> **Text block**:
Handel, J S Bach, Smalley, Haydn: Mark Padmore (tenor), Australian Chamber Orchestra, Richard Tognetti (violin and director). Wigmore Hall, London, 21.4.2008 (BBr)

Georg Frideric Handel: Concerto Grosso in D minor, op.6, no.10 (1739)
J S Bach: Violin Concerto in A minor, BWV 1041 (c1730)
J S Bach: Cantata No.82, Ich habe genug (1727)
Roger Smalley: Strung Out for thirteen solo strings (1987/1988)
Franz Joseph Haydn: Symphony No.64 in A, Tempora mutantur (c1773)


I have always enjoyed the visits of the Australian Chamber Orchestra ever since I first heard them at the Brighton Festival in 1988, the year before Richard Tognetti took responsibility for it. In his 19 years at the helm he’s brought a freshness to programme building, to the playing and interpretation, made arrangements for them to play (the Pavel Haas 2nd String Quartet and a couple of the Debussy Préludes, for instance) and overseeing many premières of commissioned works.

Tonight’s concert was fairly typical of the Orchestra, albeit a bit unbalanced. The first half gave us the baroque; solid accounts of Handel and Bach, with Mark Padmore, surely one of our best tenors currently at work in the concert hall, a sympathetic soloist in Ich habe genug. The problem was that from where I was sitting the sound was bass heavy and the harpsichord albut inaudible; placing this most unassuming of keyboard instruments as if the player were conducting instead of side on to the audience with the lid up on a short stick did it no favours. And when Neal Peres da Costa changed to a small organ for the slow movement of the Bach Concerto and the whole of the Cantata there was hardly any audible difference.

> **What the exercise asks**:
State whether each statement agrees with the concert review, answering yes or no and quoting the words of the review that decide it: (a) The reviewer first heard the Australian Chamber Orchestra at the Brighton Festival in 1988. (b) Mark Padmore was the soloist in Ich habe genug. (c) Moving from harpsichord to a small organ made a marked difference to the sound.

> **Data segment**:

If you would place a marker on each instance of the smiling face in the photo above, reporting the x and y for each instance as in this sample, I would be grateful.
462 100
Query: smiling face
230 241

> **Completed exercise**:
(a) Yes: "ever since I first heard them at the Brighton Festival in 1988"
(b) Yes: "Mark Padmore, surely one of our best tenors currently at work in the concert hall, a sympathetic soloist in Ich habe genug"
(c) No: "there was hardly any audible difference"